• _Extract provided_:
-----

The FCC Ignores Reality in 5G Proposal
The Coalition for Local Internet Choice and the National Association of Telecommunications Officers and Advisors asked for my view of the Federal Communications Commission’s pending order, proposing to cap the fees that state and local governments may charge for small-cell attachments. According to the FCC’s draft order, these price‐caps will save the industry $2 billion in costs to operate in metropolitan areas—which will translate into $2.5 billion in new wireless investment, primarily in rural areas.
My judgment in this matter is based on several decades of advising institutional investors in telecommunications, my work as a municipal finance lawyer which involved structuring a number of public‐private partnerships, and my experience in Washington DC as FCC Chief of Staff, and as Executive Director of the National Broadband Plan and Gig.U—roles that required me to be involved in evaluating detailed analysis of the economics of broadband deployment and the tools with which federal, state, and local government authorities can incent and stimulate investment. Through these different roles, I’ve interacted with numerous investors, carriers, and localities, and that experience leads to my concerns with the FCC’s argument:
First, focusing on state and local government fees and processes is a distraction from the real obstacles to accelerated and ubiquitous deployment of next-generation mobile services, which are that broadband deployment economics are very challenging and have to be addressed at all levels of government and through creative collaboration with the private sector. Fees for access to public property represent only one of many, many costs of doing business a carrier will encounter. A focus on reducing or eliminating one (relatively marginal) cost of doing business does not solve the challenging economics of broadband deployment and serves only to obscure the true challenges. Indeed, even if one accepts the FCC claim about the $2.5 billion—which is highly questionable—that amount is about 1% of what the FCC and industry claim is the necessary new investment needed for next-generation network deployments, and therefore is not likely to have a significant impact. As discussed in the attached speeches, while the FCC focused on the relatively small amounts at issue with municipal fees, it did not even evaluate what other countries and cities have done to reduce deployment costs by amounts orders of magnitude greater than what the FCC proposes to do. In addition, the FCC action ignores other federal government action that will have a greater—and negative—impact on 5G deployment. As Intel recently told the United States Trade Representative, the recently announced tariffs on China “will slow down the pace of technology adoption across the U.S. economy, causing American firms and institutions to fall behind foreign competitors outside of China that aren’t subject to the same tariffs.” Thus, despite the FCC rhetoric, the item is unlikely to have any material impact on whether the United States leads the world in 5G deployment.

-----

• _Given entries_:
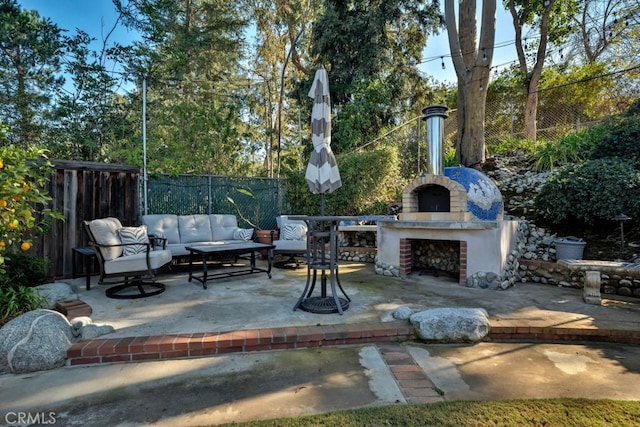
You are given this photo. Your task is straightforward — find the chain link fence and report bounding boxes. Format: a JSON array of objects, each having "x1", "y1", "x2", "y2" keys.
[
  {"x1": 140, "y1": 175, "x2": 288, "y2": 229},
  {"x1": 359, "y1": 77, "x2": 639, "y2": 179}
]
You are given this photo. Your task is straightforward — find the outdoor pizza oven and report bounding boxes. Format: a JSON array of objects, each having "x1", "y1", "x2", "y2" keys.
[{"x1": 378, "y1": 105, "x2": 517, "y2": 290}]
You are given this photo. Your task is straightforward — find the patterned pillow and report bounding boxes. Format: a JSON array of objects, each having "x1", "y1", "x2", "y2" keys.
[
  {"x1": 282, "y1": 224, "x2": 307, "y2": 240},
  {"x1": 233, "y1": 228, "x2": 253, "y2": 240},
  {"x1": 118, "y1": 225, "x2": 149, "y2": 256}
]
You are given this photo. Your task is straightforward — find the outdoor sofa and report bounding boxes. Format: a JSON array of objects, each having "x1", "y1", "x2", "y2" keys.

-----

• _Exercise prompt_: Copy out the 5G proposal commentary, starting with "The FCC Ignores" and going on through "in rural areas.", but put "Commission" wherever "FCC" appears.

• _Solution to the problem_:
The Commission Ignores Reality in 5G Proposal
The Coalition for Local Internet Choice and the National Association of Telecommunications Officers and Advisors asked for my view of the Federal Communications Commission’s pending order, proposing to cap the fees that state and local governments may charge for small-cell attachments. According to the Commission’s draft order, these price‐caps will save the industry $2 billion in costs to operate in metropolitan areas—which will translate into $2.5 billion in new wireless investment, primarily in rural areas.